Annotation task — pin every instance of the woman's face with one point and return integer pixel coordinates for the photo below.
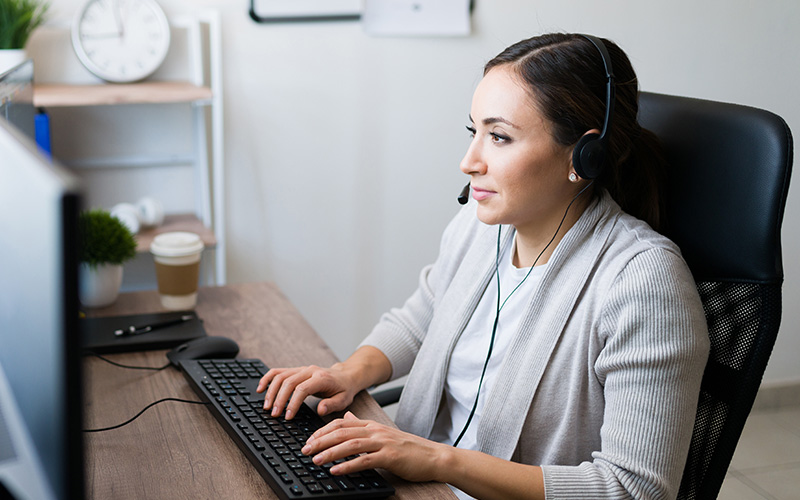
(519, 174)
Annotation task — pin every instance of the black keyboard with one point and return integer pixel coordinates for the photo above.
(273, 444)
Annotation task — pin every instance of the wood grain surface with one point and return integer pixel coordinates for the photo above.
(177, 450)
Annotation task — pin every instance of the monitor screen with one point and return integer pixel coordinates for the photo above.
(39, 336)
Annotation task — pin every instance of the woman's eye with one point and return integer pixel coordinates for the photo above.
(498, 138)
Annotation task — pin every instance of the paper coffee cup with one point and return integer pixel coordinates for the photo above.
(177, 260)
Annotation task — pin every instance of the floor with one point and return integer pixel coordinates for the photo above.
(766, 464)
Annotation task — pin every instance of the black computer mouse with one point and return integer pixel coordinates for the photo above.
(204, 348)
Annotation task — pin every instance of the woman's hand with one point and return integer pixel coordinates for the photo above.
(406, 455)
(288, 388)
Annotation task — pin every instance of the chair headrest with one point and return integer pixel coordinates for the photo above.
(729, 169)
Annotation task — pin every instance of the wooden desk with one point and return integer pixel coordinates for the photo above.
(178, 450)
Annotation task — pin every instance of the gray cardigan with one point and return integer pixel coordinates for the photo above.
(601, 381)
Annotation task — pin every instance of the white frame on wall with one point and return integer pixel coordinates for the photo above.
(281, 11)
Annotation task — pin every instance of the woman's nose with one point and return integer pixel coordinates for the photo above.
(472, 163)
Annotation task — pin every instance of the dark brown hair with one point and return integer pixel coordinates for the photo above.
(567, 81)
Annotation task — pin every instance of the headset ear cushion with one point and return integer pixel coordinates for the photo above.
(589, 156)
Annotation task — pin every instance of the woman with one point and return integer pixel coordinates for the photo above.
(556, 346)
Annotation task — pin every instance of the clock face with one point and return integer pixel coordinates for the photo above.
(121, 40)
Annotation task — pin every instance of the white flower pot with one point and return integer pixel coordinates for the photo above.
(99, 286)
(10, 58)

_Given instruction_: Update everything from the line containing "Annotation task — pin every instance of the white flower" down to the last of these lines, replacing "flower pot" with "plant pot" and leaving the rest unchanged.

_Full answer_:
Annotation task — pin every instance of the white plant pot with one point and return integer pixel coordinates for the photo above.
(99, 286)
(10, 58)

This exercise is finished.